Print out every record exactly as it appears.

(Material for this exercise)

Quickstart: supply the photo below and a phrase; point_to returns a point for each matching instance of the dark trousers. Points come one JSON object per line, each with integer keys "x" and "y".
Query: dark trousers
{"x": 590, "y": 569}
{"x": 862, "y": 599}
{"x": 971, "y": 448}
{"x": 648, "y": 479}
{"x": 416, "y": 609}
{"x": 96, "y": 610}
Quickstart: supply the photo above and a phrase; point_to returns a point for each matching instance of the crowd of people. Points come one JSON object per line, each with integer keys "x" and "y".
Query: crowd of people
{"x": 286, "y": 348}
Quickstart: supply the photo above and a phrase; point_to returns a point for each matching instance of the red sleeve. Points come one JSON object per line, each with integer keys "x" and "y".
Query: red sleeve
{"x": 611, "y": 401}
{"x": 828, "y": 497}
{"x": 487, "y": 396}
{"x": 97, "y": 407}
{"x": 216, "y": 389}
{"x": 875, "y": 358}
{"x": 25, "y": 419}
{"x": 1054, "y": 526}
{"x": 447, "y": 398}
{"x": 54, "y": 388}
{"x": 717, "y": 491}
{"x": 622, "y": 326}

(End Material for this exercise)

[Solution for this exercise]
Quickstart: supply the photo below and a phrase; point_to returns a point for each matching instance of the dark trousers. Points come one JSON object per line, each with integer keys "x" and "y".
Query: dark trousers
{"x": 590, "y": 569}
{"x": 862, "y": 599}
{"x": 971, "y": 448}
{"x": 648, "y": 479}
{"x": 416, "y": 609}
{"x": 96, "y": 610}
Quickstart: supply the photo above and a phrase; point_to returns a point for each matching instance of the crowd of people. Points come one JSON object per line, each with integer keys "x" and "y".
Query: crowd of people
{"x": 286, "y": 348}
Quickstart: supply the photo above and a phrase; point_to returns a point for each matching instance of the red sleeve. Points come one JSON object per line, each with integer keys "x" and "y".
Query: red sleeve
{"x": 611, "y": 401}
{"x": 828, "y": 497}
{"x": 487, "y": 396}
{"x": 97, "y": 407}
{"x": 216, "y": 389}
{"x": 875, "y": 358}
{"x": 25, "y": 419}
{"x": 1054, "y": 526}
{"x": 447, "y": 398}
{"x": 54, "y": 388}
{"x": 717, "y": 491}
{"x": 622, "y": 326}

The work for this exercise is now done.